• _Extracted text_
>>>>
Some non-printable gibberish at address 0x49A010

A string representing a program written in a C-like language:

#version 430
in vec3 vert_xyz;
in vec2 vert_uv;
out vec2 frag_uv;
void main() {
  frag_uv = vert_uv;
  // Rescale the scene so it's in pixels.
  gl_Position = vec4(
    (vert_xyz.x / 1280.0) * 2.0 - 1.0,
    -((vert_xyz.y / 720.0) * 2.0 - 1.0),
    vert_xyz.z / 1024.0,
    1.0
  );

Another program:

#version 430
in vec2 frag_uv;
out vec4 frag_colour;
uniform sampler2D tex;
void main() {
  frag_colour = vec4(1.0, 1.0, 1.0, 1.0) * texture(tex, frag_uv);

Something that starts with a PNG header at address 0x49C23A which, dumped using binwalk, looks like the charset used by the program:

Okay, we can clearly understand why the program needs the PNG, but what are those mysterious C-like snippets about? A brief query to our search engine of choice tells us that we are dealing with OpenGL Shading Language (abbreviated GLSL). In summary, GLSL allows for embedding shaders into a program that get compiled to ARB Assembly Language which then in turn can be uploaded to the graphics hardware for further processing. Nevertheless, the two snippets we found above are totally boring and don’t do anything that is of interest for us. Let’s try to find out what that unreadable gibberish (no. 1 from the list above) was.

Looking at the locations from where some_byte_foo_ptr is accessed, we can spot a simple string scrambling function (at 0x401a30):

if ( some_byte_foo_ptr != qword_4CA128 + some_byte_foo_ptr )
{
  v2 = 1i64;
  v3 = (_BYTE *)(some_byte_foo_ptr + 1);
  v4 = 0i64;
  v5 = -561040962;
  v6 = *(_BYTE *)some_byte_foo_ptr ^ 0xBE;
  while ( 1 )
<<<<
• _Data_
>>>>
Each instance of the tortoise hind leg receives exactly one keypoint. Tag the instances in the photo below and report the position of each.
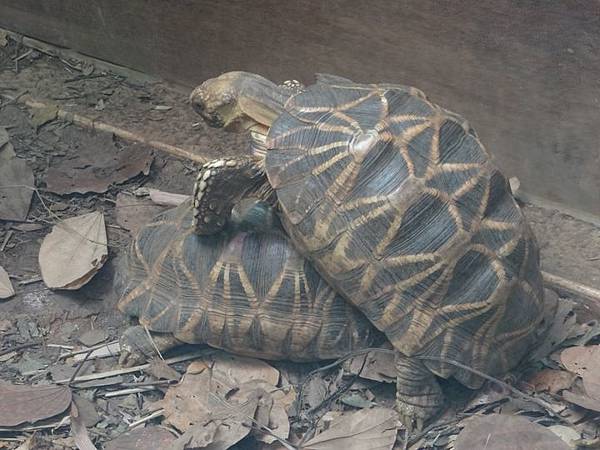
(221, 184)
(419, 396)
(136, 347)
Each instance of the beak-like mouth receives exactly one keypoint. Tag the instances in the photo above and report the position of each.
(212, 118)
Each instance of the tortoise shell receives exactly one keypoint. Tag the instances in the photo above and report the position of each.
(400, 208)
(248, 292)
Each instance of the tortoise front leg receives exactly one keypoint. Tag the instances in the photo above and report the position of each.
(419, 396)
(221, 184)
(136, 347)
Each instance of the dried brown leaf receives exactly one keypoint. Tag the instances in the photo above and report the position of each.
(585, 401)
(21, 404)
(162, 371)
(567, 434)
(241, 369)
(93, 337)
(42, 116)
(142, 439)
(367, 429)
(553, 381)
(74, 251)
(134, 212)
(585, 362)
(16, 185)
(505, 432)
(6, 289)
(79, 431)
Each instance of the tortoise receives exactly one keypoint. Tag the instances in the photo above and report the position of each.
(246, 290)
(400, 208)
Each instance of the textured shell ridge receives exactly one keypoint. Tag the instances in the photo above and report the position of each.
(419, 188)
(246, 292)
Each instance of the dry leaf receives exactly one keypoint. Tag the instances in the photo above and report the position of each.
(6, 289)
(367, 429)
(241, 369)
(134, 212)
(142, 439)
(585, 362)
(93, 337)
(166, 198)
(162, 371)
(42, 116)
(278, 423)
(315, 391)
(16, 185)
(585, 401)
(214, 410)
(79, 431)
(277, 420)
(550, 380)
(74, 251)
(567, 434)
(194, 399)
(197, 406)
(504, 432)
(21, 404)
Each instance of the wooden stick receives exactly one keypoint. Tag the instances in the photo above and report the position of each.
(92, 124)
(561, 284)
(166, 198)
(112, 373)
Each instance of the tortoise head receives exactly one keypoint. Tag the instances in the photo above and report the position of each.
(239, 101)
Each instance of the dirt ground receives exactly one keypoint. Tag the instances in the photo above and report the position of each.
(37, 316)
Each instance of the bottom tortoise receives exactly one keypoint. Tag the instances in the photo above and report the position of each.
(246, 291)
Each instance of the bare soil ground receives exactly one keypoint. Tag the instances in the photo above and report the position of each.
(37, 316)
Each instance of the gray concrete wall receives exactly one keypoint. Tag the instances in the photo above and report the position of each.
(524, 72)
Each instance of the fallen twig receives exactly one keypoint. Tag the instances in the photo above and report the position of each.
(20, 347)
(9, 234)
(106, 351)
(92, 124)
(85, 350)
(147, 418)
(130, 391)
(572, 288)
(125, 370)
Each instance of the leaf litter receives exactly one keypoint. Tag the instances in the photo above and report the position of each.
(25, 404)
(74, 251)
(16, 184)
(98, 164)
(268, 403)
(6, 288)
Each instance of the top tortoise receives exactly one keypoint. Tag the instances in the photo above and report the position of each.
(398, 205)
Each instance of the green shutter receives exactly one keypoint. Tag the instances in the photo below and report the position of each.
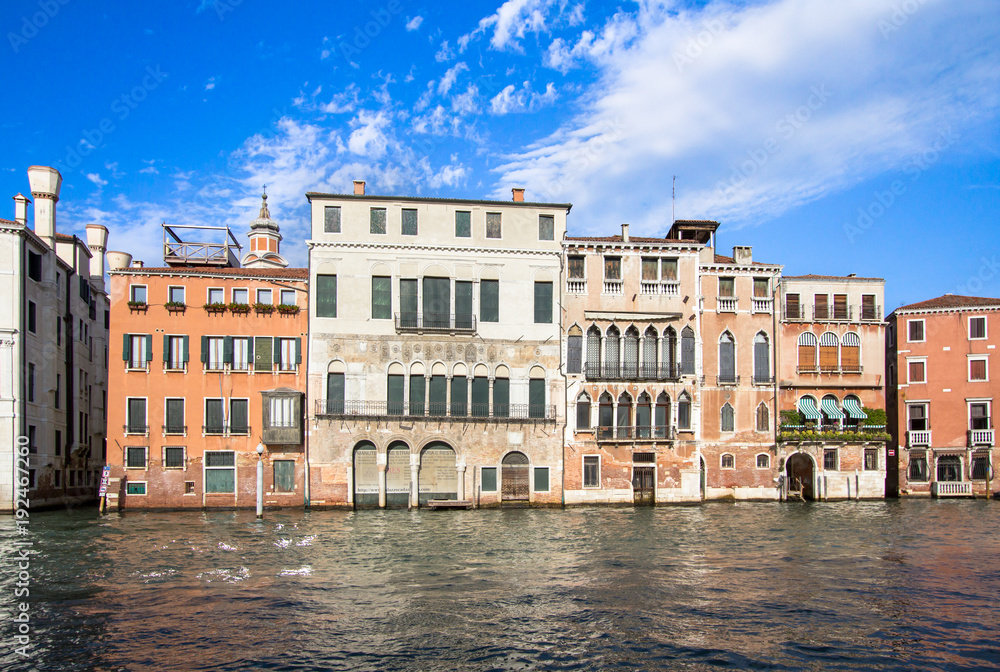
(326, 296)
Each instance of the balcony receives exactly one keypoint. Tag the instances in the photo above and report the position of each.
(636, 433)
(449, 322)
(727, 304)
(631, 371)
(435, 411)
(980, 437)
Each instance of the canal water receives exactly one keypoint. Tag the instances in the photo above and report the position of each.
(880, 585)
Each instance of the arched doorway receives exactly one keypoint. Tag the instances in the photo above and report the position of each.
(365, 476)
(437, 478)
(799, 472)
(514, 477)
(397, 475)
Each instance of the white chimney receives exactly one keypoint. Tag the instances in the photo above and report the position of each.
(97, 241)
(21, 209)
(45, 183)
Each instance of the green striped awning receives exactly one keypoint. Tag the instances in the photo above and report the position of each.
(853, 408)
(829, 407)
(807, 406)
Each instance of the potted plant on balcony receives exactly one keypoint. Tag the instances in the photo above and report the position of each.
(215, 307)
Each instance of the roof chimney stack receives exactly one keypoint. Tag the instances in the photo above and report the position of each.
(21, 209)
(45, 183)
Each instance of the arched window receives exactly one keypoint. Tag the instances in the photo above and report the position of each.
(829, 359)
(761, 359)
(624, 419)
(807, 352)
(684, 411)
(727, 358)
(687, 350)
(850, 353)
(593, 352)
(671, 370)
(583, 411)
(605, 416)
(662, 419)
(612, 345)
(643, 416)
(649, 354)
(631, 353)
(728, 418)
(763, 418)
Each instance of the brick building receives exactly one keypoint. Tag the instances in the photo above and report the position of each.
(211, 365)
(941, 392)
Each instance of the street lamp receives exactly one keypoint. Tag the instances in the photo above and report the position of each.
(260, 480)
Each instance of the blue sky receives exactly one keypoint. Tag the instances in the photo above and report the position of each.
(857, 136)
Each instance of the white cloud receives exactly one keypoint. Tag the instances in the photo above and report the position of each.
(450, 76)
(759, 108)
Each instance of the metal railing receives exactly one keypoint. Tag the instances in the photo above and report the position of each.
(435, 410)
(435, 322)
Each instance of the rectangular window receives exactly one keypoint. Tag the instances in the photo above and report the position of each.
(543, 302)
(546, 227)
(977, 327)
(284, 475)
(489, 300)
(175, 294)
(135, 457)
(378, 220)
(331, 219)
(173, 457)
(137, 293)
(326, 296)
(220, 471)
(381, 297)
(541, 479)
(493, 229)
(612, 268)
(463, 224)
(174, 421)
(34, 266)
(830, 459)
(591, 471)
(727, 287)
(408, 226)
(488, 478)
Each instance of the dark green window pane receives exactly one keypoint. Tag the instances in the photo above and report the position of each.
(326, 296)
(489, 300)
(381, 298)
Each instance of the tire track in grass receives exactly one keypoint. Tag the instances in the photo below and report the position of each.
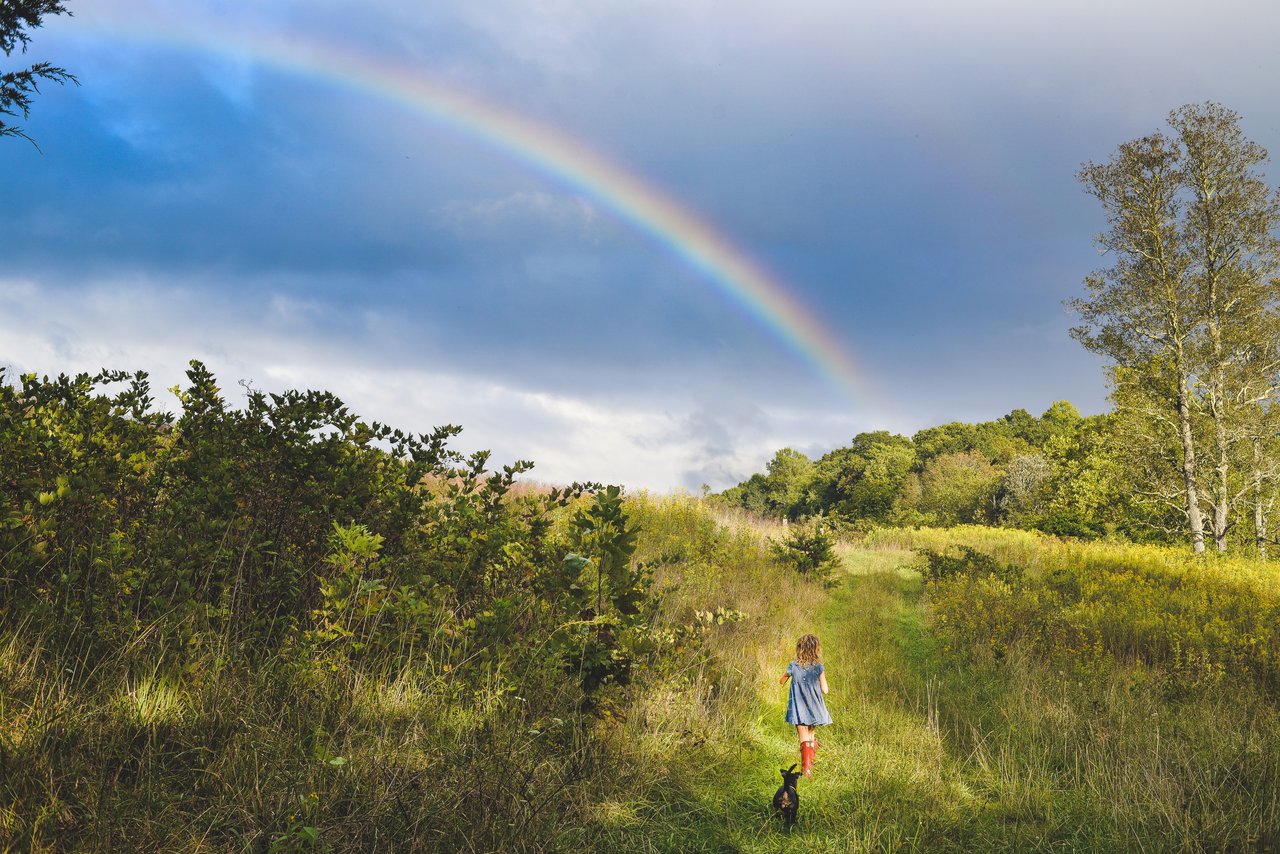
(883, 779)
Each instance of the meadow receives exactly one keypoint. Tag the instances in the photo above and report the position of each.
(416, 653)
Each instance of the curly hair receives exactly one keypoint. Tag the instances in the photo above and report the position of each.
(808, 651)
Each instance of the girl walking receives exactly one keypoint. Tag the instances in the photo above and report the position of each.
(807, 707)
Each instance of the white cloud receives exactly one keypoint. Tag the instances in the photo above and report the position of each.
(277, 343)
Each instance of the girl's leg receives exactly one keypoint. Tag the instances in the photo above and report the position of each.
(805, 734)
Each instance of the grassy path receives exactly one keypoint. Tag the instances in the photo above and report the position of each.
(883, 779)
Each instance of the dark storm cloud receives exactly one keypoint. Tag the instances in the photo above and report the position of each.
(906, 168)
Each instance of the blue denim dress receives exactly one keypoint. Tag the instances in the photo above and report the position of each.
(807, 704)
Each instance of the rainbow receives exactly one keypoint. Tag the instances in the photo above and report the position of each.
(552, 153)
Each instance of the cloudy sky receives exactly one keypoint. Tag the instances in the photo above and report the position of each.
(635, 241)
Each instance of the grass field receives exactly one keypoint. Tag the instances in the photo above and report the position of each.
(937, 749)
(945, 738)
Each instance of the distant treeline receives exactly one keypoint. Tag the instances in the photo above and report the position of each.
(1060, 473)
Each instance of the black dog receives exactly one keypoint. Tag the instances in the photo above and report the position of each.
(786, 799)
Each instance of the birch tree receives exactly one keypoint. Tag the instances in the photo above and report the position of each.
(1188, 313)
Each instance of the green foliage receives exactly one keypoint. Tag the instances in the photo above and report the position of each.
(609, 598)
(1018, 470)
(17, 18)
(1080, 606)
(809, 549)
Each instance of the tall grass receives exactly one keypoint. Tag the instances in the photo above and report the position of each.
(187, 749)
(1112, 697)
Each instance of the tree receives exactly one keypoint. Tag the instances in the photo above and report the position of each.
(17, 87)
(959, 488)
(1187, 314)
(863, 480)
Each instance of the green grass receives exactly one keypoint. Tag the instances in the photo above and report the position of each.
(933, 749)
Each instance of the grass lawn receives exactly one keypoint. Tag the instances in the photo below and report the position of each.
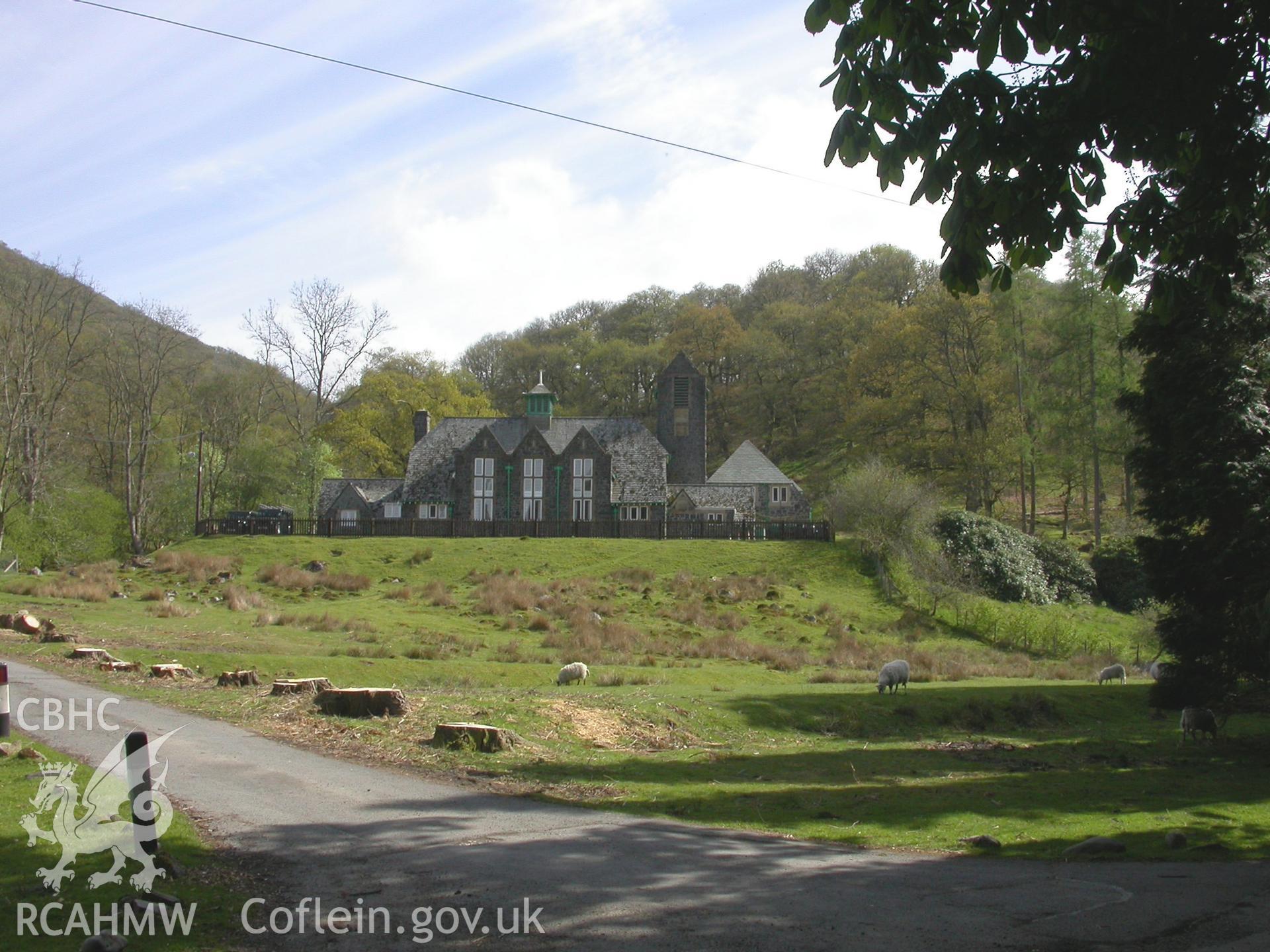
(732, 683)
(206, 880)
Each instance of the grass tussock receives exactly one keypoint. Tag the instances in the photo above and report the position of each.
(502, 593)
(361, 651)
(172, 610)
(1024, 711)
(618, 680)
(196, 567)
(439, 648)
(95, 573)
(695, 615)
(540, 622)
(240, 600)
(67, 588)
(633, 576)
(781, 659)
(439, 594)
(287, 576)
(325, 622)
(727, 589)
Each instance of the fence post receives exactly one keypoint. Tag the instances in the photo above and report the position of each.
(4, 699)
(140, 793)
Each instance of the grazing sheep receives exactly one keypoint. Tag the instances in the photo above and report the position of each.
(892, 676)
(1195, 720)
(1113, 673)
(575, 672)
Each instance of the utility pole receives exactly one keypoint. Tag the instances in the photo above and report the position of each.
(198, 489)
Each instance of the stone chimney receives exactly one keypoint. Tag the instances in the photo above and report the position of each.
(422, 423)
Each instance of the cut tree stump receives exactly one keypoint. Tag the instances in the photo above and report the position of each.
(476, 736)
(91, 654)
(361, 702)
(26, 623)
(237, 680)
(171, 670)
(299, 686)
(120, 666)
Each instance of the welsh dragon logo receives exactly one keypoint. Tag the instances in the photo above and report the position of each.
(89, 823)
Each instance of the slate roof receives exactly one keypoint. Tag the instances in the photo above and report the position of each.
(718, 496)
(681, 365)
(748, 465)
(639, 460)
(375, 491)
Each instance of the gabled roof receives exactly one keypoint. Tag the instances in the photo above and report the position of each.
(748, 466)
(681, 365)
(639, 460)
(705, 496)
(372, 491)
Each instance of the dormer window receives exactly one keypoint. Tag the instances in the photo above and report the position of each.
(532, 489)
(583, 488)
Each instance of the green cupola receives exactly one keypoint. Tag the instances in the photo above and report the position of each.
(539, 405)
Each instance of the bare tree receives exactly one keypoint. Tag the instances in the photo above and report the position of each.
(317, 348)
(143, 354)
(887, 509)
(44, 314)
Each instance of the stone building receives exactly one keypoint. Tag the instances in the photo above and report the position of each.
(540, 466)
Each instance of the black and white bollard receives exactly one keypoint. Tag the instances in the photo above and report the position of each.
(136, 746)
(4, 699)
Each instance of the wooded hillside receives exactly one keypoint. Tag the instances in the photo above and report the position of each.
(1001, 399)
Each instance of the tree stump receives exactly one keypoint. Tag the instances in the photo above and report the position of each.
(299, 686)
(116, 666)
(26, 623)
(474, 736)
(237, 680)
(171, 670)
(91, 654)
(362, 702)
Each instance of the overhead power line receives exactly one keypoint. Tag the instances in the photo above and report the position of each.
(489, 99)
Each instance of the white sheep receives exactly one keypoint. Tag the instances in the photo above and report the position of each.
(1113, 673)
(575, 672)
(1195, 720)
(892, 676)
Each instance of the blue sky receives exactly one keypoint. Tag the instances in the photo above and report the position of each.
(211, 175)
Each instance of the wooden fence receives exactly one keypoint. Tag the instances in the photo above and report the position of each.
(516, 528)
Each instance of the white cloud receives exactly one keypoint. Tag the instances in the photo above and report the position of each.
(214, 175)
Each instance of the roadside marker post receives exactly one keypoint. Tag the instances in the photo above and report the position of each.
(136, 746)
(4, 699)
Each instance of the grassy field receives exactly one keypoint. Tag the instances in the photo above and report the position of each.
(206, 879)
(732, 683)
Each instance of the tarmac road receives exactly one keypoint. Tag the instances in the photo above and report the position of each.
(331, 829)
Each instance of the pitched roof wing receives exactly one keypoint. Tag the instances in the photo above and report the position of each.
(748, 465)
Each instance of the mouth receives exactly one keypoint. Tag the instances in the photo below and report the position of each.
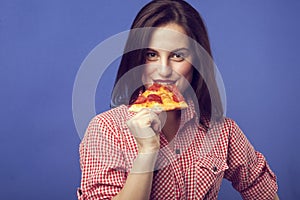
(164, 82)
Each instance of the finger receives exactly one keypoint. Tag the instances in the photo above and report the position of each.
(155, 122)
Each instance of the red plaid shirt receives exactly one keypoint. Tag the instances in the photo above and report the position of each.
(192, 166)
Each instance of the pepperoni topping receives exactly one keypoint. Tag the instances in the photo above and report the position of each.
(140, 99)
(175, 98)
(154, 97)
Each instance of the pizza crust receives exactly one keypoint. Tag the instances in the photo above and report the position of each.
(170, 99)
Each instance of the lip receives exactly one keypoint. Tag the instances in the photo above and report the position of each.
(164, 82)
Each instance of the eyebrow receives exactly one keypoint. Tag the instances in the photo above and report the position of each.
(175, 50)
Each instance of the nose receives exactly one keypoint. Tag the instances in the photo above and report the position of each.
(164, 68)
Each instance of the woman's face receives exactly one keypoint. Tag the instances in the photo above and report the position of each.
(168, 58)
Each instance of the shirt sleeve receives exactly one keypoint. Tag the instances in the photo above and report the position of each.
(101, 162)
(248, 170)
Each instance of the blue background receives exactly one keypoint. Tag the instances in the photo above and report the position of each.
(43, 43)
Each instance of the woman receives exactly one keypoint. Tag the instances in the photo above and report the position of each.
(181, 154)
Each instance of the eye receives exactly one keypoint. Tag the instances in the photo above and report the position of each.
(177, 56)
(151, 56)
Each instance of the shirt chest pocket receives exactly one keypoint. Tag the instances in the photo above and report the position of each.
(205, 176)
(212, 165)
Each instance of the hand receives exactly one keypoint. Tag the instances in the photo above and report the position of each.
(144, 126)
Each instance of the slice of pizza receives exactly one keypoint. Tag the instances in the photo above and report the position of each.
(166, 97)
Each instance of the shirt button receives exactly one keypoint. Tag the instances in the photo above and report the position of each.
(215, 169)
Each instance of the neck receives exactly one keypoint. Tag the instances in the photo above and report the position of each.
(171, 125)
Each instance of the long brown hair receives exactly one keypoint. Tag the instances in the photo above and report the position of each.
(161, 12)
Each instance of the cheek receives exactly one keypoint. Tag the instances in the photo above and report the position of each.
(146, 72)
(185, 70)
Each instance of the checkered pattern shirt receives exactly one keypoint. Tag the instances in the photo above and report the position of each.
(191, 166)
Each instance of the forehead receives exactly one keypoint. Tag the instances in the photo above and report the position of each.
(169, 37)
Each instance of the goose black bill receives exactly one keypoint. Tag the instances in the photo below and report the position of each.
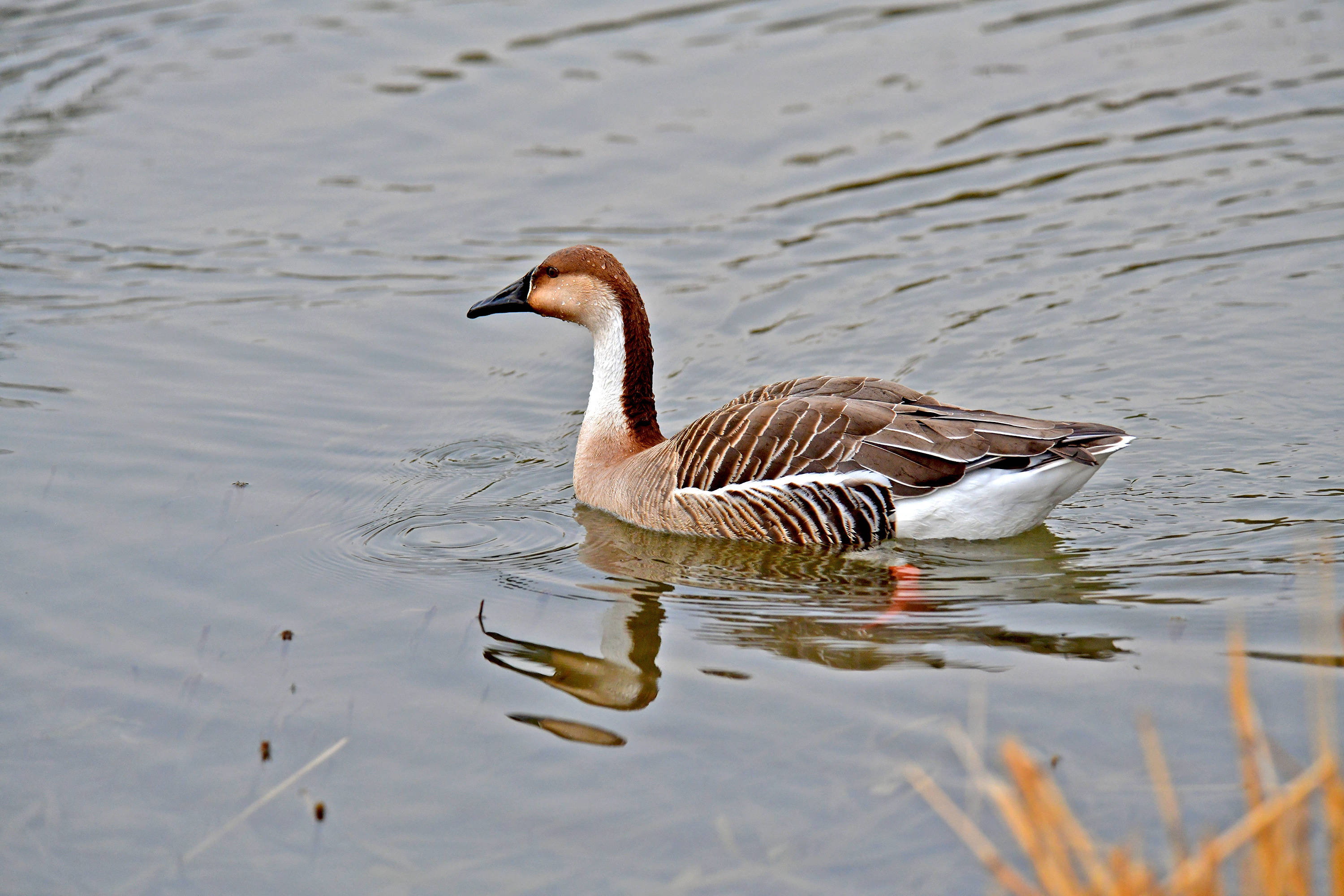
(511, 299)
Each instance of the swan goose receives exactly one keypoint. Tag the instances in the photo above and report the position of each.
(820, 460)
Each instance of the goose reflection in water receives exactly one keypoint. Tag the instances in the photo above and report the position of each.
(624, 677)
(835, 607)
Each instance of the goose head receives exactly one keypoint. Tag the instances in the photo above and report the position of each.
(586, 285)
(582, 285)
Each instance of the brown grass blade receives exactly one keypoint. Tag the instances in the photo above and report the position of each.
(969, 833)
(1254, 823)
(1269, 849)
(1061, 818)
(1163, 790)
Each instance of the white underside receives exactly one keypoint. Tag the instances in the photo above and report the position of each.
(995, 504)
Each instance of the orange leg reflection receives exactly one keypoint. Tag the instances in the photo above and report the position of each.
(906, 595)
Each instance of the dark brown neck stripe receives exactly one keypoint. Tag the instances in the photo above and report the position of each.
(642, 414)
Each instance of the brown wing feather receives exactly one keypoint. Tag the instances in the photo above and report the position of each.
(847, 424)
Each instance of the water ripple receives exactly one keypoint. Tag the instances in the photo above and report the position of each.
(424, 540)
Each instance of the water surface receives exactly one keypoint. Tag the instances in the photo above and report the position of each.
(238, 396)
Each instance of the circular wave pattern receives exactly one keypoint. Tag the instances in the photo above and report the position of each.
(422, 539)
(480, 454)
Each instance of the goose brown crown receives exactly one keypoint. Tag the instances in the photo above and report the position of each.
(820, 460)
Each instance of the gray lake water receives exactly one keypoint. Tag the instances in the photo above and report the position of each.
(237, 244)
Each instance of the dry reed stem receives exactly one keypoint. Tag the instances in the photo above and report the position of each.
<<<<
• _Task list_
**1.** In the program-analysis excerpt, why does the author stop looking at the two C-like snippets and move on to the unreadable gibberish? Answer in one to three sentences.
**2.** Please print the part of the program-analysis excerpt that begins at the words "Some non-printable gibberish" and stops after "it's in pixels.".
The listing is separate from the program-analysis excerpt.

• _Per-task outputs_
**1.** The author calls the two snippets totally boring and says they don't do anything of interest. So the author turns to finding out what the unreadable gibberish at address 0x49A010 was.

**2.**
Some non-printable gibberish at address 0x49A010

A string representing a program written in a C-like language:

#version 430
in vec3 vert_xyz;
in vec2 vert_uv;
out vec2 frag_uv;
void main() {
  frag_uv = vert_uv;
  // Rescale the scene so it's in pixels.